### AIM
Identify every line in the material below that contains the word "tall", and copy each such line.

### PROVIDED DATA
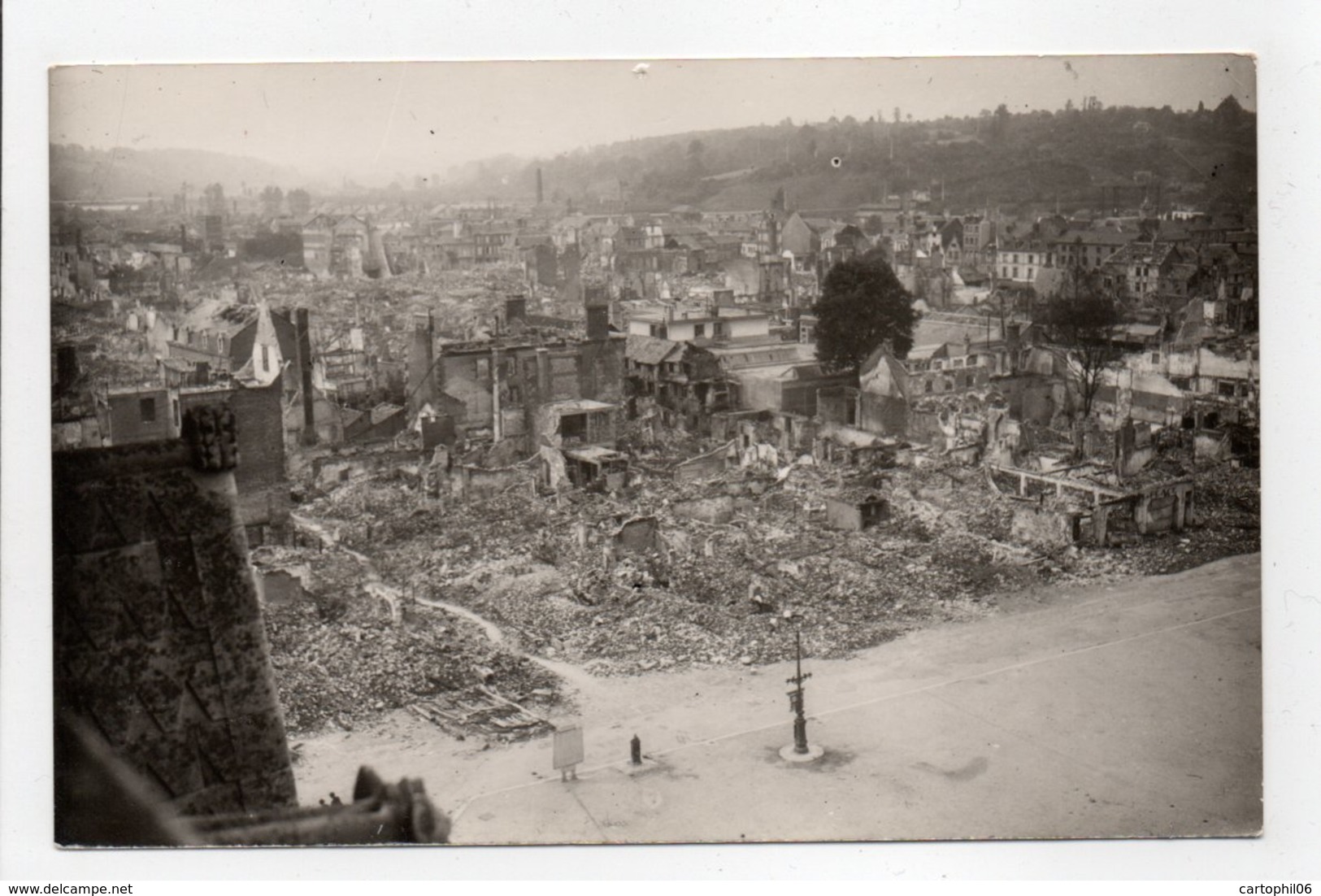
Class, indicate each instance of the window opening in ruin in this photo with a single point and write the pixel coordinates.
(574, 427)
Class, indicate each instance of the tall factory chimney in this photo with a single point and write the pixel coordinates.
(597, 307)
(422, 380)
(302, 340)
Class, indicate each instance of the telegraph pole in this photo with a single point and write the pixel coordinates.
(796, 698)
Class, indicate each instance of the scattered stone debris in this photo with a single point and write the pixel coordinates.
(484, 711)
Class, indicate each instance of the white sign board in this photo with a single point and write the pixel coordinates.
(568, 747)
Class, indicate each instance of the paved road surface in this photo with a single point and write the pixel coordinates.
(1131, 710)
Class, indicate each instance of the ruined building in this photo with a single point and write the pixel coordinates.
(496, 389)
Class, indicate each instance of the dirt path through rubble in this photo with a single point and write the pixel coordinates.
(690, 720)
(376, 587)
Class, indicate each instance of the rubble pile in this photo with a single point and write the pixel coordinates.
(549, 571)
(341, 659)
(556, 575)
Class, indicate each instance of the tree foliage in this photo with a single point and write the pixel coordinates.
(1084, 321)
(863, 304)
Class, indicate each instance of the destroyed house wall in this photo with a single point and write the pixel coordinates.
(883, 414)
(159, 642)
(263, 492)
(530, 376)
(143, 415)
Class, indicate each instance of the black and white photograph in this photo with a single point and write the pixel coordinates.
(670, 451)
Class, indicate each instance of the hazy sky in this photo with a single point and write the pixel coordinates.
(372, 120)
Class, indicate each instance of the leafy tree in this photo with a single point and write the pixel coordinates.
(1084, 324)
(862, 306)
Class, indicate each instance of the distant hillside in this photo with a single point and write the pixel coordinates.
(80, 173)
(1080, 159)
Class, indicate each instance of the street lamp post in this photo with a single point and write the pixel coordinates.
(796, 698)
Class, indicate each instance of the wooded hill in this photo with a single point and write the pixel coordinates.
(88, 173)
(1081, 159)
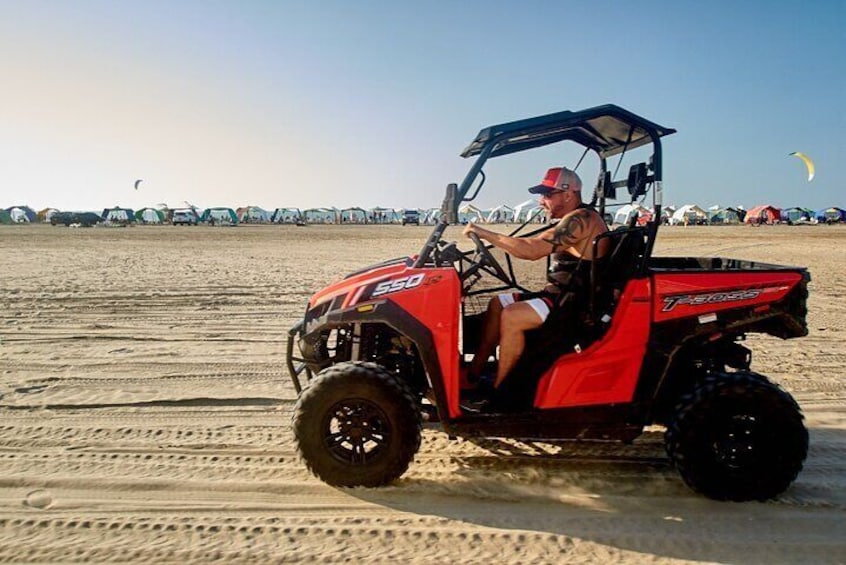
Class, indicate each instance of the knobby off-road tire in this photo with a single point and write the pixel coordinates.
(356, 424)
(737, 436)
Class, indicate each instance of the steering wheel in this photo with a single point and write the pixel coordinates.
(486, 258)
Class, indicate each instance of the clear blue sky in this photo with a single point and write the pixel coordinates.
(276, 103)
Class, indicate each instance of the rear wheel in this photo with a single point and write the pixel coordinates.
(356, 424)
(737, 436)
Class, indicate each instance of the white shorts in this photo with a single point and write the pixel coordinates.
(539, 305)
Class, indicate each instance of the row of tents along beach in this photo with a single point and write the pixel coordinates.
(691, 214)
(530, 211)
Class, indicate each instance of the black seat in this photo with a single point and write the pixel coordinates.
(609, 276)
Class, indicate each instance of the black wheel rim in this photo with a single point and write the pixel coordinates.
(356, 431)
(735, 443)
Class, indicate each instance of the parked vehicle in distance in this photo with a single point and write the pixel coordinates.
(411, 217)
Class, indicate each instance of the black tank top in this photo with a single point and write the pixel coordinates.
(566, 269)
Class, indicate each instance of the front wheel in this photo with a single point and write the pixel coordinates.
(356, 424)
(737, 436)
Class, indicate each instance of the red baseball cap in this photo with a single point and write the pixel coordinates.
(558, 178)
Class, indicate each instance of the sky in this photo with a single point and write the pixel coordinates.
(370, 103)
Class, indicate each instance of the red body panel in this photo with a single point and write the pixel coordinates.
(680, 295)
(434, 302)
(608, 370)
(360, 280)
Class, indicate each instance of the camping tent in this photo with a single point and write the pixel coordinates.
(724, 216)
(22, 214)
(469, 213)
(286, 216)
(84, 219)
(118, 215)
(797, 215)
(219, 216)
(45, 214)
(529, 209)
(831, 215)
(353, 215)
(430, 216)
(500, 214)
(381, 215)
(149, 216)
(764, 214)
(689, 214)
(252, 215)
(624, 215)
(321, 216)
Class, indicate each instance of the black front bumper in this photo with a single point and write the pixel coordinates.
(296, 365)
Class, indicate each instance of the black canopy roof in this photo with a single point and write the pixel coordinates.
(607, 129)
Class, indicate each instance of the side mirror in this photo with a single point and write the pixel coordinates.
(449, 212)
(637, 180)
(609, 191)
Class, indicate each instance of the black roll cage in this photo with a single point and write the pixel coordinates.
(607, 130)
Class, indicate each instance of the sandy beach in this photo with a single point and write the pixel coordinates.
(146, 418)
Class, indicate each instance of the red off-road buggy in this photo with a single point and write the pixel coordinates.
(657, 340)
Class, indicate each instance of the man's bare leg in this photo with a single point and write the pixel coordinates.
(490, 338)
(514, 322)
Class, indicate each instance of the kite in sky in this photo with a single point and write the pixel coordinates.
(808, 163)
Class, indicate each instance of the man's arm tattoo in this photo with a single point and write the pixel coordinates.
(570, 230)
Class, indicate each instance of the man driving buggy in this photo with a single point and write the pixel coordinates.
(570, 245)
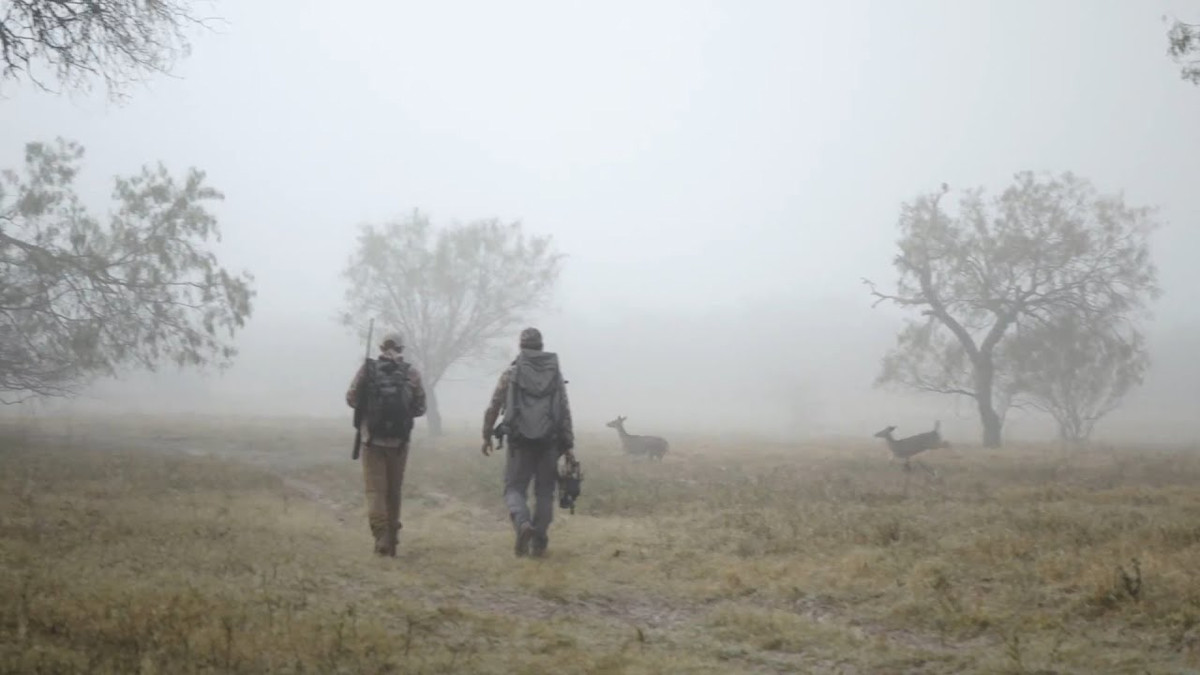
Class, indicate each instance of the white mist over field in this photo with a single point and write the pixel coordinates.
(720, 177)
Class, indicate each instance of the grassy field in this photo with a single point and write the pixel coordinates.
(240, 545)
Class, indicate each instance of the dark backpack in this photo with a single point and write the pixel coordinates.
(533, 411)
(389, 400)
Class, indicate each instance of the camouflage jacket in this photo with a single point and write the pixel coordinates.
(499, 398)
(415, 387)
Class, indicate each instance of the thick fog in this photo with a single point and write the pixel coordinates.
(721, 175)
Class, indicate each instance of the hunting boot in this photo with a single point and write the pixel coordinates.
(538, 545)
(389, 543)
(525, 533)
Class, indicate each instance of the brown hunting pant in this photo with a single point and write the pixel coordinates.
(383, 471)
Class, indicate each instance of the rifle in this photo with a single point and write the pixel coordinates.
(360, 404)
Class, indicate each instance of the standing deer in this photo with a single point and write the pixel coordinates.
(905, 448)
(648, 446)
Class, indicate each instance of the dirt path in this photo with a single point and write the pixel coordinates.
(647, 617)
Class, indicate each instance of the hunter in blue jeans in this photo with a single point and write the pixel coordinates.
(532, 396)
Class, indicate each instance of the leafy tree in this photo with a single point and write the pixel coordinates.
(1078, 370)
(119, 41)
(450, 291)
(81, 298)
(1183, 46)
(1045, 248)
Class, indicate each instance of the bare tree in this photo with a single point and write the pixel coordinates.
(1183, 46)
(450, 291)
(81, 298)
(1078, 370)
(119, 41)
(1042, 249)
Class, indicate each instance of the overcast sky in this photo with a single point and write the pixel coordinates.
(690, 157)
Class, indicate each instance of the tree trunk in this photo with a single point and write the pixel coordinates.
(985, 376)
(432, 414)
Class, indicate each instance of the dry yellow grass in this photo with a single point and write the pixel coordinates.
(239, 545)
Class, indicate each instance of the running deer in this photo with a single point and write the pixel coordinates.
(648, 446)
(905, 448)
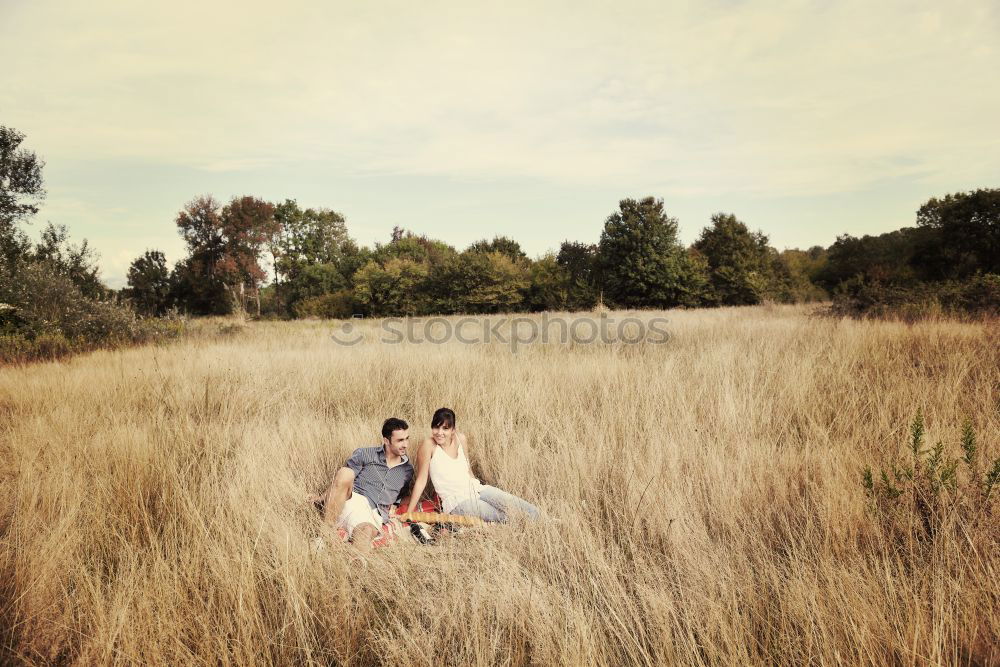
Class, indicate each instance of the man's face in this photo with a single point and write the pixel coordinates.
(398, 442)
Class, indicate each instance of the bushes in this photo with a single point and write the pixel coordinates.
(978, 296)
(338, 305)
(46, 316)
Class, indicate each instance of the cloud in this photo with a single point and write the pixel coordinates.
(795, 97)
(706, 100)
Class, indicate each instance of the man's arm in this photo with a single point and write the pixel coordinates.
(418, 482)
(356, 461)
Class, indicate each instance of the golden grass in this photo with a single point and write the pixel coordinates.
(707, 490)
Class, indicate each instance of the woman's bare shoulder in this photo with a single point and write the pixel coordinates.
(426, 447)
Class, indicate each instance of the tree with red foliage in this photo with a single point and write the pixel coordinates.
(225, 247)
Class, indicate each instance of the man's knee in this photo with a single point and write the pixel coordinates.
(364, 534)
(344, 478)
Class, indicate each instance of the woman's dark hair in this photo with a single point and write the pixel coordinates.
(443, 417)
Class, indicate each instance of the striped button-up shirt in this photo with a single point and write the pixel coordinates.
(377, 482)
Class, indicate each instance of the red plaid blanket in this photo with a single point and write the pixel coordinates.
(388, 534)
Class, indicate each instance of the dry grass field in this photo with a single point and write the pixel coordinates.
(705, 493)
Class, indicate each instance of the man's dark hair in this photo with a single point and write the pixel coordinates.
(443, 417)
(393, 424)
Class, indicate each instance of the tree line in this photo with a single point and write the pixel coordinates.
(317, 269)
(283, 260)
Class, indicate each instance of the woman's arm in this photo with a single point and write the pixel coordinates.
(423, 472)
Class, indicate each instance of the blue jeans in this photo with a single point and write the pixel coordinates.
(494, 505)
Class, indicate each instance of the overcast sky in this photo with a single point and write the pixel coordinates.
(466, 120)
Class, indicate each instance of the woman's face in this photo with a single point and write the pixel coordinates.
(442, 434)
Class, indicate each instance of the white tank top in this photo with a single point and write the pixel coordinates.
(452, 479)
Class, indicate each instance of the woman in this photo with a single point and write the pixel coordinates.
(443, 458)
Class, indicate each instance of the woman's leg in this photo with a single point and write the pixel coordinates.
(478, 508)
(507, 502)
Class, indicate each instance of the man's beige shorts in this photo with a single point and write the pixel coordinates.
(356, 512)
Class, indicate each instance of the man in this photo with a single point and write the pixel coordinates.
(372, 480)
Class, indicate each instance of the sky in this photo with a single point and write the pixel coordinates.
(462, 121)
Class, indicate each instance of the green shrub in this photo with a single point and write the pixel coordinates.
(336, 306)
(977, 296)
(918, 496)
(46, 316)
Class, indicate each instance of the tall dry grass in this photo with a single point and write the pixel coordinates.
(707, 491)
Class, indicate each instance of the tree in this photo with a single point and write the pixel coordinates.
(502, 245)
(248, 223)
(888, 258)
(391, 290)
(312, 252)
(740, 262)
(149, 283)
(224, 252)
(76, 262)
(20, 180)
(642, 263)
(549, 284)
(581, 262)
(966, 234)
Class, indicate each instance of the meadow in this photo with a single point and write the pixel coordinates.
(705, 496)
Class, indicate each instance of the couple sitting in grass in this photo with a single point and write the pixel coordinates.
(375, 478)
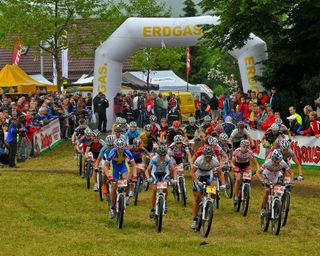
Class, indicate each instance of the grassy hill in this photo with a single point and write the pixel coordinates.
(45, 209)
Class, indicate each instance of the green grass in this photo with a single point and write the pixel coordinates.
(45, 209)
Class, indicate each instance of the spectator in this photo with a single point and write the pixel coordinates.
(12, 142)
(314, 127)
(292, 111)
(275, 99)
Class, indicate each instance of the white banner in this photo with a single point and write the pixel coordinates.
(64, 62)
(46, 137)
(307, 149)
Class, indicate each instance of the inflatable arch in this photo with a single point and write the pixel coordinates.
(137, 33)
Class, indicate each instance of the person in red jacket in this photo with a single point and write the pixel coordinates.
(314, 127)
(269, 121)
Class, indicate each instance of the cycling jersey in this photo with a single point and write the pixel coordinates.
(118, 161)
(240, 157)
(216, 149)
(237, 136)
(147, 141)
(172, 133)
(190, 131)
(203, 166)
(131, 135)
(95, 148)
(137, 154)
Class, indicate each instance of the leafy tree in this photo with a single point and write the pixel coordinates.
(49, 22)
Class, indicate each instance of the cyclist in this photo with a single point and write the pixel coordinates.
(117, 158)
(163, 129)
(288, 154)
(147, 138)
(271, 171)
(94, 148)
(160, 167)
(191, 131)
(203, 171)
(173, 131)
(132, 133)
(239, 134)
(178, 150)
(155, 127)
(241, 163)
(78, 133)
(82, 145)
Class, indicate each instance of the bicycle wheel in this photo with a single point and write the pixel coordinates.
(206, 222)
(182, 191)
(159, 214)
(285, 207)
(276, 221)
(246, 199)
(99, 182)
(137, 190)
(229, 185)
(265, 220)
(120, 212)
(80, 164)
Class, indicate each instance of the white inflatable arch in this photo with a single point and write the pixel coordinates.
(137, 33)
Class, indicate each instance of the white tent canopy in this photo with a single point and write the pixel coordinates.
(40, 78)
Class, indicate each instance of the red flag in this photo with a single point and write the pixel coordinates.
(188, 63)
(16, 53)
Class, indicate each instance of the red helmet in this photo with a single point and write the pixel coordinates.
(176, 123)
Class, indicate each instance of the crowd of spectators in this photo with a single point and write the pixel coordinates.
(22, 116)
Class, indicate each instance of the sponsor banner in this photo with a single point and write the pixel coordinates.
(307, 149)
(46, 137)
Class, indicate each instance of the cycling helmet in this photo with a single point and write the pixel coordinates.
(223, 136)
(211, 141)
(208, 151)
(219, 129)
(119, 143)
(176, 123)
(244, 143)
(110, 140)
(240, 125)
(137, 142)
(284, 144)
(118, 129)
(276, 155)
(118, 120)
(274, 127)
(192, 119)
(278, 121)
(88, 132)
(207, 118)
(133, 124)
(153, 118)
(148, 127)
(96, 133)
(162, 150)
(178, 138)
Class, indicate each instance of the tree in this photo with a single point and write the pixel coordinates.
(291, 30)
(48, 24)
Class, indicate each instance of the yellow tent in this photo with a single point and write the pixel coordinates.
(13, 80)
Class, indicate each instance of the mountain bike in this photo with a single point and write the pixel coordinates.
(229, 181)
(121, 200)
(273, 209)
(206, 206)
(244, 193)
(160, 210)
(286, 200)
(140, 182)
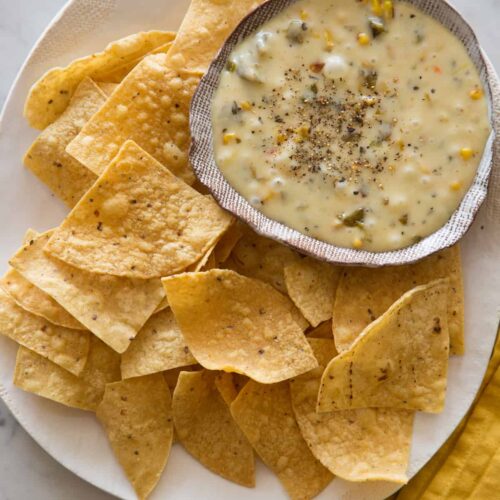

### FINAL ANSWER
Class, indicate each instance of the tall factory chimney in this photo with a single point and write the pixel coordinates.
Class, indicate each instance of the tall dry grass in this photo with a single point and write the pixel coordinates.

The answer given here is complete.